**Material to process**
++++
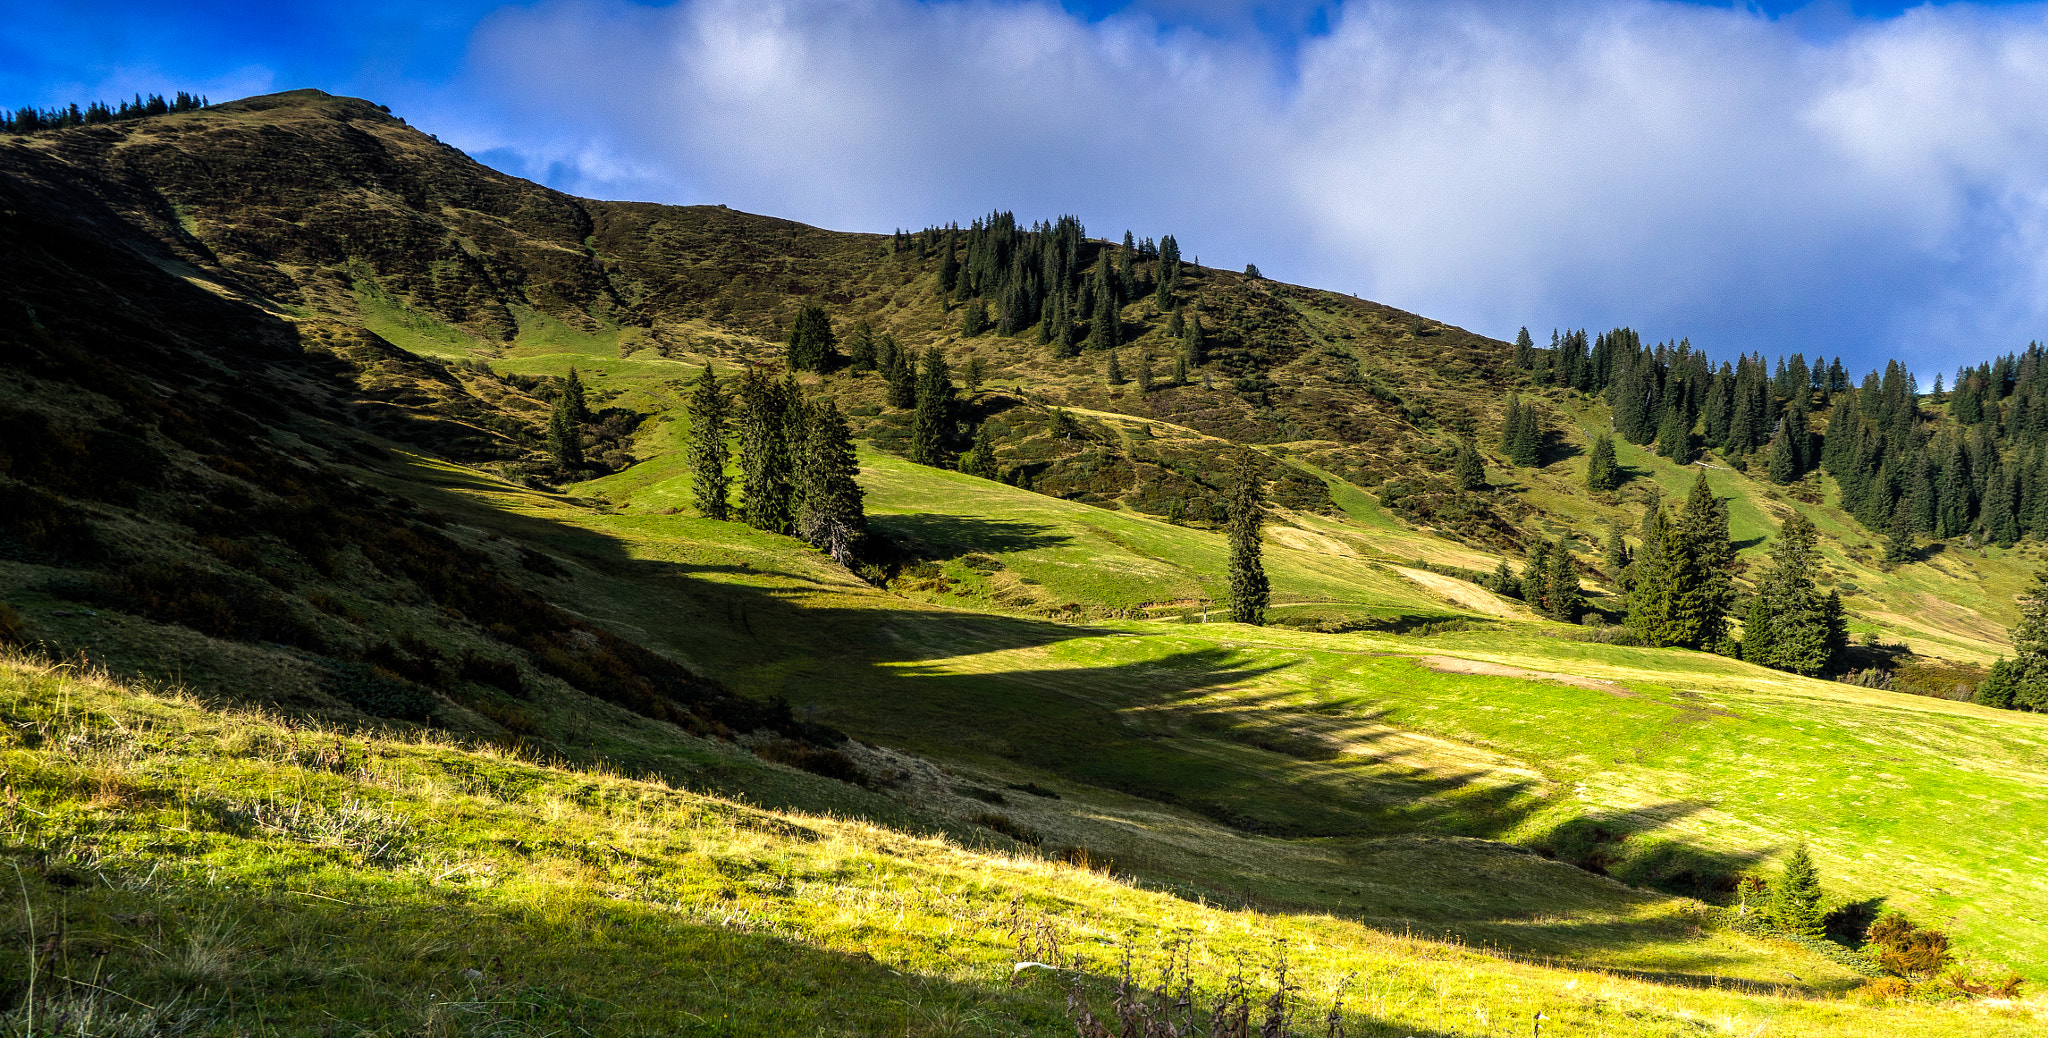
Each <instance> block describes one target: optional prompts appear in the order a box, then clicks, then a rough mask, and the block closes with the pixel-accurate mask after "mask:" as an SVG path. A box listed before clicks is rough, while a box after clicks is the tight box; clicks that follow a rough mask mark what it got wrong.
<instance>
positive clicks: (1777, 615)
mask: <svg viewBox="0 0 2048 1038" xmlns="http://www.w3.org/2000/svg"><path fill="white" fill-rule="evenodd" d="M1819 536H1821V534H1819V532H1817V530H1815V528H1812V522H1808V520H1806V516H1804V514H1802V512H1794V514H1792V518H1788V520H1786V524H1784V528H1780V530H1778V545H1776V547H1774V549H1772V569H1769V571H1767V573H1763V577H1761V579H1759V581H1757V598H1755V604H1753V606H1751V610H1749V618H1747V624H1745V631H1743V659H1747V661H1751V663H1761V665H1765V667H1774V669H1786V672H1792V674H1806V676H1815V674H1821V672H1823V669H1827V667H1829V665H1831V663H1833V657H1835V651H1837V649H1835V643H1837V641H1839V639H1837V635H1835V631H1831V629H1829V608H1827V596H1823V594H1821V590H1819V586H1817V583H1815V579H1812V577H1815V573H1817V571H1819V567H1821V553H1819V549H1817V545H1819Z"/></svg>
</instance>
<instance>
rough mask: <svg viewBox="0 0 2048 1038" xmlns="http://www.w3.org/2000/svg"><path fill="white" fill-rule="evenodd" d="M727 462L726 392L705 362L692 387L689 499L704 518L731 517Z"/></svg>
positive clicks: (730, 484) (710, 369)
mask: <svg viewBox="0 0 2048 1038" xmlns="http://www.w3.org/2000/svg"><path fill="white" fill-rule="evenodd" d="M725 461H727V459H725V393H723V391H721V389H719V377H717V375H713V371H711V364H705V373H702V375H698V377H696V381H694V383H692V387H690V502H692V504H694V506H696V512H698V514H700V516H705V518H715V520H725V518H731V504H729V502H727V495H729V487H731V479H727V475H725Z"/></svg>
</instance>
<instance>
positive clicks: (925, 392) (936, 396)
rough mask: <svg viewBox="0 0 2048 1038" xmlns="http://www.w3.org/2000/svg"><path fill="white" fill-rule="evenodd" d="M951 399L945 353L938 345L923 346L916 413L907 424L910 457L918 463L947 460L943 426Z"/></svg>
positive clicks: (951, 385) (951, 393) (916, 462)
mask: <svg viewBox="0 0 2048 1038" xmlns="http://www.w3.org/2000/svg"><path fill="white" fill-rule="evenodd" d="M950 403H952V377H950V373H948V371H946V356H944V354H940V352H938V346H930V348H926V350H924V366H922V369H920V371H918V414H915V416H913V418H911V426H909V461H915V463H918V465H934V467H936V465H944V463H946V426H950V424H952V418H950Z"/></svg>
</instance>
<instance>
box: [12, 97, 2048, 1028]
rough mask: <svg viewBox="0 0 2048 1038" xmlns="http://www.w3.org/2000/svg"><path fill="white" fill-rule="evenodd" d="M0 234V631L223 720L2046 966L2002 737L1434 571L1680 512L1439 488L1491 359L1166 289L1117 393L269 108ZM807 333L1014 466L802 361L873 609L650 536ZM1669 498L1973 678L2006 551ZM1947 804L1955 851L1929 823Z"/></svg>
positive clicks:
++++
**Task details**
Can you reproduce all of the material above line for line, leaving out the pictures?

**Answer for this exercise**
Each <instance> block describes one target: optional prompts appear in the order a box, then clicks, then a rough mask, and the block closes with the pixel-accurate mask after "mask:" as an SVG path. A box listed before clicks is rough, while a box after clicks is the tight box; clicks that follow a rough mask mark what it got wrong.
<instance>
positive clicks: (1777, 615)
mask: <svg viewBox="0 0 2048 1038" xmlns="http://www.w3.org/2000/svg"><path fill="white" fill-rule="evenodd" d="M1819 536H1821V534H1819V532H1817V530H1815V528H1812V522H1808V520H1806V516H1804V514H1802V512H1794V514H1792V518H1788V520H1786V524H1784V528H1780V530H1778V545H1776V547H1774V549H1772V569H1769V571H1767V573H1763V577H1761V579H1759V581H1757V598H1755V604H1753V606H1751V610H1749V618H1747V624H1745V631H1743V659H1747V661H1751V663H1761V665H1765V667H1774V669H1786V672H1792V674H1806V676H1815V674H1821V672H1823V669H1827V667H1829V665H1831V663H1833V657H1835V651H1837V649H1835V643H1837V641H1839V639H1837V635H1835V631H1831V629H1829V608H1827V596H1823V594H1821V590H1819V586H1817V583H1815V579H1812V577H1815V573H1817V571H1819V567H1821V553H1819V549H1817V545H1819Z"/></svg>
</instance>
<instance>
rough mask: <svg viewBox="0 0 2048 1038" xmlns="http://www.w3.org/2000/svg"><path fill="white" fill-rule="evenodd" d="M727 462L726 392L705 362L692 387L689 499L704 518L731 517Z"/></svg>
positive clicks: (730, 484) (710, 369)
mask: <svg viewBox="0 0 2048 1038" xmlns="http://www.w3.org/2000/svg"><path fill="white" fill-rule="evenodd" d="M725 461H727V459H725V393H723V391H721V389H719V377H717V375H713V371H711V364H705V373H702V375H698V377H696V381H694V383H692V387H690V502H692V504H694V506H696V512H698V514H700V516H705V518H715V520H725V518H731V504H729V502H727V495H729V487H731V479H727V475H725Z"/></svg>
</instance>
<instance>
positive clicks: (925, 392) (936, 396)
rough mask: <svg viewBox="0 0 2048 1038" xmlns="http://www.w3.org/2000/svg"><path fill="white" fill-rule="evenodd" d="M951 399L945 353L938 345L923 346L916 413L907 424L910 457L918 463L947 460L943 426Z"/></svg>
positive clicks: (951, 385) (951, 393) (916, 462)
mask: <svg viewBox="0 0 2048 1038" xmlns="http://www.w3.org/2000/svg"><path fill="white" fill-rule="evenodd" d="M950 403H952V377H950V373H948V371H946V356H944V354H940V352H938V346H930V348H926V350H924V366H922V369H920V371H918V414H915V416H913V418H911V426H909V461H915V463H918V465H934V467H936V465H944V463H946V426H950V424H952V418H950Z"/></svg>
</instance>
<instance>
box: [12, 97, 2048, 1028]
rough mask: <svg viewBox="0 0 2048 1038" xmlns="http://www.w3.org/2000/svg"><path fill="white" fill-rule="evenodd" d="M0 234V631L223 720L2046 966L2002 737L1434 571L1680 512L1439 488L1491 359L1166 289L1117 393L269 108ZM807 333L1014 466L802 361L873 609L650 536ZM1669 498L1973 678L2006 551ZM1947 804L1955 851L1929 823Z"/></svg>
positive clicks:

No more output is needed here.